* **Passage to read**:
******************************

Peluchin sits for his TLC Trainer

Peluchin sits for his TLC Trainer

Some of the TLC dogs had a hard time adjusting to the change in routine, and relaxing around all the new people and dogs in class. I explained to the kids that helping dogs feel comfortable, while perhaps not as “sexy” as teaching one to roll over, is part of dog training too. Inside, I worried endlessly that certain dogs wouldn’t relax enough to train, and that the kids they were assigned to would walk away from the program feeling like failures, and/or that positive training was bunk.

I switched to yummier treats, put down comfy mats, set up visual barriers, and asked the kids to work on easy exercises. Happily, one week into the program all the dogs grew comfortable enough to train. My training interventions aside, the kids deserve enormous credit. Unlike many adults, none of my TLC students got upset with the dogs. No one called his/her dog stupid, stubborn or a dud. No one wanted to quit. The kids worked patiently with their dogs, talking to them softly, and gamely trying all my suggestions. These kids who are brand new to dog training have already moved leaps and bounds beyond many adult-dog guardians.

The kids notice and delight in the smallest signs of progress in their dogs; they aren’t stingy with rewards; and they’re infinitely patient with their dogs. We’ve talked a lot about how important it is to have patience when training dogs. But like so many things in life, it’s one thing to discuss patience and another thing to practice it.

Patience is a necessary virtue when it comes to dog training whether you’re teaching a dog to come when called, working to help a dog overcome a fear, or trying to quiet the bark fest that ensues when the doorbell rings. Depending on the dog’s training history (or lack thereof); history of reinforcement for a “problem” behavior; and how easy or hard it is to motivate the dog, carrying a training plan through from start to finish sometimes takes a L-O-N-G time. How long is always difficult to say. That depends a great deal on the patience, diligence and consistency of the human trainers.

Impatience arises in large part from unrealistic expectations about dogs and the learning process. People expect dogs to nail new skills immediately and to execute those skills perfectly under any and all circumstances. Unlike many adults, the TLC kids are still immersed in learning new things. I’d bet that’s why they understand and appreciate that mastering a new skill takes lots of time and practice, and approach dog training with that in mind. If you’ve ever taken salsa dancing lessons, learned to speak another language, or to play a musical instrument, you know what I mean.You don’t learn all at once, you learn in stages – how to do easy steps, then increasingly harder ones, how to put them together into whole dance routines, and how to perform them fluidly and gracefully.

We should approach dog training the same way – patiently and in small manageable steps. First train the dog to do a behavior reliably in environments with few to no distractions before asking (and expecting) the dog to do the behavior in increasingly challenging contexts. If your dog comes when called from anywhere inside the house, that’s a wonderful thing. She’ll still need lots and lots of practice and incremental training to come when you call her outside where other dogs, pigeons and squirrels are cavorting.

It’s often necessary to break a behavior into pieces that the dog can master before putting the whole behavior together. Training a dog to lie down is one example. If you can’t lure the dog all the way into a down position, break it into baby steps. Reward the dog for putting his nose on the floor. When he’s getting that right at least 80% of the time, reward him for putting his nose on the floor and bending the front elbows, then for moving his chest closer the floor, and so on, until he’s lying all the way down.

Training in this manner sets dogs up for success at every step of the way, boosts their confidence, and avoids frustration – for dogs and their humans. If you’re getting frustrated with training, do what my students do. Take a break and have some doggy play or cuddle time. Go back to training later when you’re both refreshed and re-energized. You’ll both have a lot more fun that way, and after all, dog training should be loads of fun.

We could all learn a thing or two from my TLC students. I’ll share more in upcoming posts.

******************************

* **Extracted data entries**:
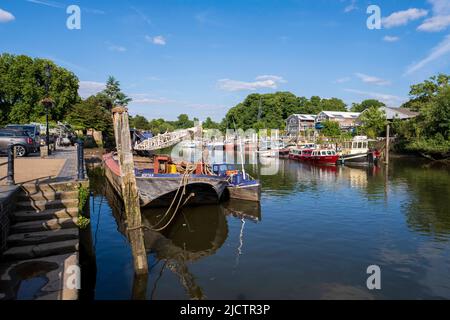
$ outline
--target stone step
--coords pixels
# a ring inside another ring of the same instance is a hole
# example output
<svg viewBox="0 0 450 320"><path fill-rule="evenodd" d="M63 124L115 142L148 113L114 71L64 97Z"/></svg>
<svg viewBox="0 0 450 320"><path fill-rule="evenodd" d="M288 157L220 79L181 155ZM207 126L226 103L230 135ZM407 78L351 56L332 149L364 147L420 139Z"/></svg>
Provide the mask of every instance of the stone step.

******************************

From the passage on the TLC dog-training class, list every change the trainer made so the dogs would relax enough to train.

* **Output for this task**:
- Switched to yummier treats
- Put down comfy mats
- Set up visual barriers
- Asked the kids to work on easy exercises